Your tasks:
(a) In the cancer institute timeline below, what designation did the National Cancer Institute give the Knight in 2017?
(b) Return everything in the cancer institute timeline from "2014: Gert Boyle, then-chairwoman" down to "treat cancer early.", copied word for word.

*** Text segment ***

2001: The Food and Drug Administration approves imatinib, now known as Gleevec, to treat CML. It is the fastest FDA approval ever for a cancer drug.

The birth of targeted therapy

Black-and-white photo of Dr. Brian Druker standing in a research lab

“The way I’d been trained, cancer was seen as something like a light switch that was stuck in an ‘on’ position. You were given a baseball bat, which was chemotherapy, and told to knock the light out with the bat.

“I thought, ‘Why don’t we just try to figure out why the light is stuck on, then we can fix it without breaking everything?’

"So I started my laboratory career studying the regulation of cell growth — what turns the switch on, what helps it shut down. And that’s how Gleevec is different from earlier chemotherapies, which basically poisoned every cell in the body in an attempt to kill the cancer.

"Gleevec turned off the light switch and only killed the cancer cells.”

— Dr. Brian Druker, in a 2009 interview with The New York Times

2007: Dr. Druker becomes director of the OHSU Cancer Institute.

2008: Nike founder Phil Knight and his wife, Penny, make a gift of $100 million. The Knight Cancer Institute is renamed in their honor.

2010: Knight surgeons remove tumors from a patient’s throat using transoral robotic surgery.

2013: Phil and Penny Knight make a $500 million challenge grant to fund Knight Cancer Institute research. More than 10,000 donors from around the globe join the Knight Cancer Challenge, matching the grant to raise $1 billion in less than two years.

2013: The Leukemia & Lymphoma Society partners with OHSU and other leading cancer centers to launch the Beat AML trial. The goal is to find treatments for acute myeloid leukemia. Dr. Druker designs the trial and helps lead the study.

2014: Gert Boyle, then-chairwoman of Columbia Sportswear, makes a gift of $100 million to speed work to find cancer early.

2016: The Knight opens the Cancer Early Detection Advanced Research Center, a pioneering effort to find and treat cancer early.

2017: The Knight is named a Comprehensive Cancer Center, the National Cancer Institute’s top designation.

*** End of Text segment ***
*** Entries supplied ***

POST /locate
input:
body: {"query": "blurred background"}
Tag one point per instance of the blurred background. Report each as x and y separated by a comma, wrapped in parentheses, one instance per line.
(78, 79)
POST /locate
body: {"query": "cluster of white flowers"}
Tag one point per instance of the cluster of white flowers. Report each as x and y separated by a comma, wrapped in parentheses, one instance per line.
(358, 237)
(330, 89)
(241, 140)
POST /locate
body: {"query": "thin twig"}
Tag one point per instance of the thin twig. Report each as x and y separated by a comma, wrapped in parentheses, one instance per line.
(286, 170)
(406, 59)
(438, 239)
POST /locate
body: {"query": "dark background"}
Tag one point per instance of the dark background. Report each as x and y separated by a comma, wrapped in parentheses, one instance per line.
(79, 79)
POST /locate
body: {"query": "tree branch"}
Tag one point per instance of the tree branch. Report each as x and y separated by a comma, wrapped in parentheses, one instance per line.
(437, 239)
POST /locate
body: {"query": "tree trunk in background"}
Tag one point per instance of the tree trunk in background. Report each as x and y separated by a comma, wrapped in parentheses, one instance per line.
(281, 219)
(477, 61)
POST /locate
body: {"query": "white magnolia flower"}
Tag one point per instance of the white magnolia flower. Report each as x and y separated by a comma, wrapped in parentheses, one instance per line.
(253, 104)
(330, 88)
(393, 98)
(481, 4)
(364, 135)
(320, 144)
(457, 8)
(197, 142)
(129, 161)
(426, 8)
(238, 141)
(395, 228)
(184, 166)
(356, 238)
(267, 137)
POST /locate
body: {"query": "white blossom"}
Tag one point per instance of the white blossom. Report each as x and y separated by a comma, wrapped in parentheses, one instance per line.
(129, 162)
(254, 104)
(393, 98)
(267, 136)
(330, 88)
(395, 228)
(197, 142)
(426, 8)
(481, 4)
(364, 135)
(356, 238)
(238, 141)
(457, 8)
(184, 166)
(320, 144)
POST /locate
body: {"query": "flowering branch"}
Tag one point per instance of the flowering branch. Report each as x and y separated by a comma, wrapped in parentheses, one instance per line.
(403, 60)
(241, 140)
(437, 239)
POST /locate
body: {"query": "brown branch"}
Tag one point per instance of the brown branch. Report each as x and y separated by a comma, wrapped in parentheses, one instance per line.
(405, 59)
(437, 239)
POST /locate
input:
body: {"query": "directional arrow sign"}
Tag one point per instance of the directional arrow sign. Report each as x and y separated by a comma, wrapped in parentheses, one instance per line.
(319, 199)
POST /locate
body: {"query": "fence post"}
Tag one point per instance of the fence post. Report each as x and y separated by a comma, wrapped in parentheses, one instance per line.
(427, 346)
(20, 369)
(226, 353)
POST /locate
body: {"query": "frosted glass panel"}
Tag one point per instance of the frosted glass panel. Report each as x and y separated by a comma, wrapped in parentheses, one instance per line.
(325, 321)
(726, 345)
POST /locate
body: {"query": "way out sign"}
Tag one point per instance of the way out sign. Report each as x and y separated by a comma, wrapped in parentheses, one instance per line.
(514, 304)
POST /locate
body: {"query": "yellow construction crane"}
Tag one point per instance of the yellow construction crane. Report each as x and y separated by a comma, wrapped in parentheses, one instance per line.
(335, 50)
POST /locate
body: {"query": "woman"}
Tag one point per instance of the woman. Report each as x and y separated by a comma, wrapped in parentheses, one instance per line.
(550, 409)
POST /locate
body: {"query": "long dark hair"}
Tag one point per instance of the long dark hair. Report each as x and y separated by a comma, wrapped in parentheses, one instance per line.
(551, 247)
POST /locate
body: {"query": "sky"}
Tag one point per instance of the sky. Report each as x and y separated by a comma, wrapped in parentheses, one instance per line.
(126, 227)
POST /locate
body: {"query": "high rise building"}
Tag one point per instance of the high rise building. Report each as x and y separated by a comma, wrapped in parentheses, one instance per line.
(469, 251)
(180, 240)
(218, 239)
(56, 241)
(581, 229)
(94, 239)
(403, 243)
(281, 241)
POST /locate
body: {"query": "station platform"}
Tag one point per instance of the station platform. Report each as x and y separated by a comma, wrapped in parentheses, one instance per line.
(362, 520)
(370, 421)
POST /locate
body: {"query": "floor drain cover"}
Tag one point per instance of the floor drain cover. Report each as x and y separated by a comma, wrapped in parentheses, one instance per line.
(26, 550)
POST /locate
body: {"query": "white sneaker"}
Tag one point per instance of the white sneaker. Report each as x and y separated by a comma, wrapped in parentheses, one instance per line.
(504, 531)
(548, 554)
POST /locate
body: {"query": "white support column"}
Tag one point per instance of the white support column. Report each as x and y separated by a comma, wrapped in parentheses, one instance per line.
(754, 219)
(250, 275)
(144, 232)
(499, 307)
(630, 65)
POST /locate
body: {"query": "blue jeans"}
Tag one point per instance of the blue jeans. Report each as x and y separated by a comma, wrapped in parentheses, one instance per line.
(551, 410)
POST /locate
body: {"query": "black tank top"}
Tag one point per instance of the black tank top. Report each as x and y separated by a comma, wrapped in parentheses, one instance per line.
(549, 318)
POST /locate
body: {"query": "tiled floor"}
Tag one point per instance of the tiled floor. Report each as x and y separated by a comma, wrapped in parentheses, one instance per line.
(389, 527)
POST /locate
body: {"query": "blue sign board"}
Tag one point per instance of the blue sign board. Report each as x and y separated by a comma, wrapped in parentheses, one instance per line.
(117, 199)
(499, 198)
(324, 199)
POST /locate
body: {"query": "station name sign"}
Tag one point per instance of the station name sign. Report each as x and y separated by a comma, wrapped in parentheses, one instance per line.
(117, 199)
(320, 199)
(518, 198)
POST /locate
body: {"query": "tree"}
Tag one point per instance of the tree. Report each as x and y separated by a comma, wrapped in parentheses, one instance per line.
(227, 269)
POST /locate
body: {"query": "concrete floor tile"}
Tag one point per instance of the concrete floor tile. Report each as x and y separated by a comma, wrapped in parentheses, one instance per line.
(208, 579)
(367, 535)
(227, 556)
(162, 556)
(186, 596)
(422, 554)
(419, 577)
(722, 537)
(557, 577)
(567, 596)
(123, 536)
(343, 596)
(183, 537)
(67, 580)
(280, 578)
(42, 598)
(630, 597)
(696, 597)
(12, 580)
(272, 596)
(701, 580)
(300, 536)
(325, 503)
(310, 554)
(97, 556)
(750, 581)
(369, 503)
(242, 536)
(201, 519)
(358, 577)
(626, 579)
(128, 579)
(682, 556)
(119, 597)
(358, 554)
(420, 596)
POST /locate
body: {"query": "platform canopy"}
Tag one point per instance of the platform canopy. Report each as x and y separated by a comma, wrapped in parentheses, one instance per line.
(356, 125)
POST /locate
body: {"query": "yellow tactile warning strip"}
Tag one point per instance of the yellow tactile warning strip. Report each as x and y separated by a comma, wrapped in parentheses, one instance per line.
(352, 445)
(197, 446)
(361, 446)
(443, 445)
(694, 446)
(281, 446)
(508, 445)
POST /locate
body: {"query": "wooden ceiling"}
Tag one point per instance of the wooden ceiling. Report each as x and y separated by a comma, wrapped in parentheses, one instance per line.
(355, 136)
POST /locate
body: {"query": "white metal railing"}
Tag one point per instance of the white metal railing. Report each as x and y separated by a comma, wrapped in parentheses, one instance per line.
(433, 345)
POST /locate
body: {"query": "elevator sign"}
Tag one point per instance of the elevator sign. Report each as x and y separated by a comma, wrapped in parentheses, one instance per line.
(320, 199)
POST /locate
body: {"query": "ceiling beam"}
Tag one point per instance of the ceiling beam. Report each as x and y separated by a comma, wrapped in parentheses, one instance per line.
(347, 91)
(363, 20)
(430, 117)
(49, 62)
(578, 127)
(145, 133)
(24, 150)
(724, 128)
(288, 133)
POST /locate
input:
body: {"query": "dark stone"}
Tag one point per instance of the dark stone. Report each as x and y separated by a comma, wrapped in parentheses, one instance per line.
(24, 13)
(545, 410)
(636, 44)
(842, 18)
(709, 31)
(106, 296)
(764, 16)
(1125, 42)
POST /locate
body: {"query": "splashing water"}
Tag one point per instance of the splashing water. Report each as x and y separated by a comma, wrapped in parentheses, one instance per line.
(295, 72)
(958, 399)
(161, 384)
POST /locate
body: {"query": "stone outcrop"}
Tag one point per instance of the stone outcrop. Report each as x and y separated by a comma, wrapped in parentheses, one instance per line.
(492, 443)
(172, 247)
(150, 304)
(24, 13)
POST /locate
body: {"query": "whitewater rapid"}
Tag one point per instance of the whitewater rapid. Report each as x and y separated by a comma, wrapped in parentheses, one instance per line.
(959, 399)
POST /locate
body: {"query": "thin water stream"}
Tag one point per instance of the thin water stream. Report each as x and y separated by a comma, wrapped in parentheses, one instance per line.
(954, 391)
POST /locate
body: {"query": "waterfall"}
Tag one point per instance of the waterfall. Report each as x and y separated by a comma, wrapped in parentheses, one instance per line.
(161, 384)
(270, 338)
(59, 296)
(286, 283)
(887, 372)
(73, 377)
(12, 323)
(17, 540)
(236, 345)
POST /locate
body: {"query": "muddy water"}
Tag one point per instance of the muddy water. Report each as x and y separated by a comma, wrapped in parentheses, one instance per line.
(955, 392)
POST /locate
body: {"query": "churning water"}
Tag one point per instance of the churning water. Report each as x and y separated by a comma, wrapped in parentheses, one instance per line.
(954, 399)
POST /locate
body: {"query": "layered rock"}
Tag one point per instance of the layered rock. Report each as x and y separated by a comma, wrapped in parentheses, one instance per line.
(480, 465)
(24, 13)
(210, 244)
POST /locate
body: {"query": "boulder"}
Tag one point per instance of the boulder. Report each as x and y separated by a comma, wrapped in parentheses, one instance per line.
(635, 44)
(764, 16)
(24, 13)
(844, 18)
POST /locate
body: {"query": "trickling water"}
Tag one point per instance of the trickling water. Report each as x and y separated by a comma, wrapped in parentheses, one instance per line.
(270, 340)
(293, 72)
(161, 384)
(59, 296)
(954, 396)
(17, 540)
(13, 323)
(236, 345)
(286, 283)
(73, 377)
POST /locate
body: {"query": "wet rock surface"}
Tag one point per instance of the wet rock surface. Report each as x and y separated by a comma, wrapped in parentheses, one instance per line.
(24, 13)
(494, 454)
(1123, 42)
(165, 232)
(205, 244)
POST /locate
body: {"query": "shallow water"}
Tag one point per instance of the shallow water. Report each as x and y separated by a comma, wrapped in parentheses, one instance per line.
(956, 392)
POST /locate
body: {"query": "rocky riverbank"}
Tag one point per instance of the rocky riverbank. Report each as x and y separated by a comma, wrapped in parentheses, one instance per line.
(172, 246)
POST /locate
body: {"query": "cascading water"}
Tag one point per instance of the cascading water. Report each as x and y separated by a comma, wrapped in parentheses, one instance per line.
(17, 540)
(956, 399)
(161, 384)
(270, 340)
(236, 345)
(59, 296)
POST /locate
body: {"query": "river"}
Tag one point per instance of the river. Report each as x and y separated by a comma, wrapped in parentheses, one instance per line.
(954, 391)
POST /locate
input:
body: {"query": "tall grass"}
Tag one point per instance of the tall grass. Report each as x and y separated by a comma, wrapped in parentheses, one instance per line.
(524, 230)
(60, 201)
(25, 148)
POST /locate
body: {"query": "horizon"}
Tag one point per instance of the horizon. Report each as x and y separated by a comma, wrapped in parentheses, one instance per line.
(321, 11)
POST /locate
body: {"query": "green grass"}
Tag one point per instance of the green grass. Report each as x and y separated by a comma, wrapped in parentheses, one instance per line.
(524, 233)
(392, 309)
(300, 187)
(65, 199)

*** End of Entries supplied ***

Responses in order:
(a) It named the Knight a Comprehensive Cancer Center, its top designation.

(b)
2014: Gert Boyle, then-chairwoman of Columbia Sportswear, makes a gift of $100 million to speed work to find cancer early.

2016: The Knight opens the Cancer Early Detection Advanced Research Center, a pioneering effort to find and treat cancer early.